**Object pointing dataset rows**
·····
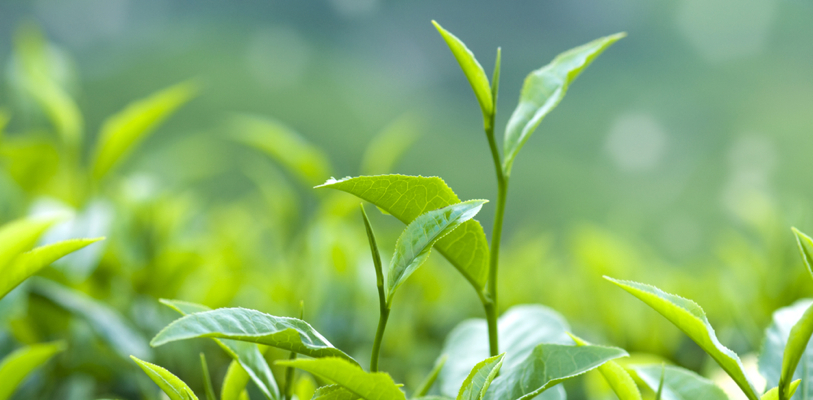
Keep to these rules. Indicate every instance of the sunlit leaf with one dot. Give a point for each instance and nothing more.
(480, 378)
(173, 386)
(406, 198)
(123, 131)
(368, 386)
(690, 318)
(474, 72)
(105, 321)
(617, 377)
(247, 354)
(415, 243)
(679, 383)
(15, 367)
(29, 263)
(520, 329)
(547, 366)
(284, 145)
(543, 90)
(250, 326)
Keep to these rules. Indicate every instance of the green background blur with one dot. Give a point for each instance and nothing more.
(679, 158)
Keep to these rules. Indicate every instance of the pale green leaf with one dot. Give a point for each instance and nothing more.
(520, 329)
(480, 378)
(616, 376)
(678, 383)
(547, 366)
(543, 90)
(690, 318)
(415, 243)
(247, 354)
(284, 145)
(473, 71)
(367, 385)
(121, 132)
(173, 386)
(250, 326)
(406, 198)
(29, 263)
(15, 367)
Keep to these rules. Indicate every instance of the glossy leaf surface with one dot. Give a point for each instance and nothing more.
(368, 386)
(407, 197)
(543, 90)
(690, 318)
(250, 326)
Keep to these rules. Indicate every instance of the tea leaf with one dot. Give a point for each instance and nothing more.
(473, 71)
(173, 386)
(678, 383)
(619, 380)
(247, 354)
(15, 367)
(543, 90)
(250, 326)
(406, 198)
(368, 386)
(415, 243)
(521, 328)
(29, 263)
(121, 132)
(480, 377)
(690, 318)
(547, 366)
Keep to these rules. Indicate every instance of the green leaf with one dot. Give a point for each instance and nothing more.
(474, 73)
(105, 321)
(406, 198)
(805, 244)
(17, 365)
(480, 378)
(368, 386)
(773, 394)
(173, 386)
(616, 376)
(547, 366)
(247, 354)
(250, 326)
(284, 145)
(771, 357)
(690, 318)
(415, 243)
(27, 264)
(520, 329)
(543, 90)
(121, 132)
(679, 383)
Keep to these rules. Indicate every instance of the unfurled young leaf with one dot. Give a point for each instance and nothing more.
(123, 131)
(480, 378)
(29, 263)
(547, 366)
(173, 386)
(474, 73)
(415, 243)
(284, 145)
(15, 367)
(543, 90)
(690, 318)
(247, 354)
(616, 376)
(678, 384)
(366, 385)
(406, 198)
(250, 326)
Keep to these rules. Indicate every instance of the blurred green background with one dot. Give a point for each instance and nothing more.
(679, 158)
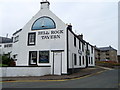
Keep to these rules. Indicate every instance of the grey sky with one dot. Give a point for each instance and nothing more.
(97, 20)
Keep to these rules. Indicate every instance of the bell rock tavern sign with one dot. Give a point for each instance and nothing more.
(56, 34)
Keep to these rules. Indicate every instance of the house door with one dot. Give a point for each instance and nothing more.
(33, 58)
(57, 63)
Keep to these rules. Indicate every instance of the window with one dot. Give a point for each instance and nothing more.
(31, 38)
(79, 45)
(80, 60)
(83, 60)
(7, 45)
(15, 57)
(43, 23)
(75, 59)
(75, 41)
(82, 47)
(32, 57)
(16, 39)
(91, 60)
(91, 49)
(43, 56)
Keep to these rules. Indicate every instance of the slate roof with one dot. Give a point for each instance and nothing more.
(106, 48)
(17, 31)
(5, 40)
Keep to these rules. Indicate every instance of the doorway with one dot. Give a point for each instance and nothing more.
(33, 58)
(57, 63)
·····
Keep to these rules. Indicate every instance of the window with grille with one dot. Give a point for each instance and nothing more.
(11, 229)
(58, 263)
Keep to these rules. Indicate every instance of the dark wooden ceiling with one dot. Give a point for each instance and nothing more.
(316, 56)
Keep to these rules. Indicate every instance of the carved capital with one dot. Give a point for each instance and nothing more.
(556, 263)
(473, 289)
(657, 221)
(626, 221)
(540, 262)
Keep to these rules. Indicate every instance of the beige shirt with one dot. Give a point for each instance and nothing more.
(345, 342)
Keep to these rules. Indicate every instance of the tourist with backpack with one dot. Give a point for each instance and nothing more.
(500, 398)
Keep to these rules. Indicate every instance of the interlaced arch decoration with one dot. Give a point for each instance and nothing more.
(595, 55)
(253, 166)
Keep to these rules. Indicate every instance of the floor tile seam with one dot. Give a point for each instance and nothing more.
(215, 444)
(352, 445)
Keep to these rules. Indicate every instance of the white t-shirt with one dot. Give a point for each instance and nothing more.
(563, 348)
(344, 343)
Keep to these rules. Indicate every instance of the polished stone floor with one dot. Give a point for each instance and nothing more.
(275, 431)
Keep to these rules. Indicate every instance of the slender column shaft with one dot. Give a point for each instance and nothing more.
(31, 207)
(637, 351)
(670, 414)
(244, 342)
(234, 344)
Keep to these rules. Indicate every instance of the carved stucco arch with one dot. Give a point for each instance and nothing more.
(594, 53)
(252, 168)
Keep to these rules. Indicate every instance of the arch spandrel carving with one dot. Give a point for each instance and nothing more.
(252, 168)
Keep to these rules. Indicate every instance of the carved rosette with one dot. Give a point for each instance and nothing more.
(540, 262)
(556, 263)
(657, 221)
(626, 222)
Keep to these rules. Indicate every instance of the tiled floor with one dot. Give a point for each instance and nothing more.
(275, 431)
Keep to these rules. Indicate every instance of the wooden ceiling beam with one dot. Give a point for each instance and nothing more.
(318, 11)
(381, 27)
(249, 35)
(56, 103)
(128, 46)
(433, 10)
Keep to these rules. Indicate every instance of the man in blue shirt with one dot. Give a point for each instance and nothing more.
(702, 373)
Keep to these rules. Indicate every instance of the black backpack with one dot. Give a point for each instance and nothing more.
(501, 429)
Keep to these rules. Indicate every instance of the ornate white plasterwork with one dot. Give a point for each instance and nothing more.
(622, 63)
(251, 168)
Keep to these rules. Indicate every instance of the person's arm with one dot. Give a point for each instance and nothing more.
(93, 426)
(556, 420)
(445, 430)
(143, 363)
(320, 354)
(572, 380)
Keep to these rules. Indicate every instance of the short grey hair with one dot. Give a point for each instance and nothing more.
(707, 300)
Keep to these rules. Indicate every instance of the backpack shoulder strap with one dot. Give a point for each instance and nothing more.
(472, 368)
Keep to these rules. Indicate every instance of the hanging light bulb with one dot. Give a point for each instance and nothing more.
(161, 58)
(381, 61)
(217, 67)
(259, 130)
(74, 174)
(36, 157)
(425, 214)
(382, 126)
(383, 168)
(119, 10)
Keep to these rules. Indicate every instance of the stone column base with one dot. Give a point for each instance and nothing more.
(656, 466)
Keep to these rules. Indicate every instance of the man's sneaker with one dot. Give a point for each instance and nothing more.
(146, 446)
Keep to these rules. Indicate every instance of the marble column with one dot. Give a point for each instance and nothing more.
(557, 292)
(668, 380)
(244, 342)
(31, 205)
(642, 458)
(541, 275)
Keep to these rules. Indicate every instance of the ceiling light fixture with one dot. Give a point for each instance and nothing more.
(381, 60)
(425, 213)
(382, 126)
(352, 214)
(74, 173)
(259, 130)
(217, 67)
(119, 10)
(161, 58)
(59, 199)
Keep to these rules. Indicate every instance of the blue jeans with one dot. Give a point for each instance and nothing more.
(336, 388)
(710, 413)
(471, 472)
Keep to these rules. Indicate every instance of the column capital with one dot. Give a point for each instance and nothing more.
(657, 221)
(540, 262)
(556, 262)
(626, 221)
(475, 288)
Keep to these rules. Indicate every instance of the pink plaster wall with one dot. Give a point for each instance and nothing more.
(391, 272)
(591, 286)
·····
Pick out each line in the rows above that contains the string "light", and copy those lines.

**CORRECT RESPONSE**
Keep to these rules. Indicate every instance of the hanging light bulb with one dot. Give a point for each instance and nothing more.
Keep to these rules. Indicate every instance of the ceiling light fixture with one dot. Give a point for each instance and nothing more.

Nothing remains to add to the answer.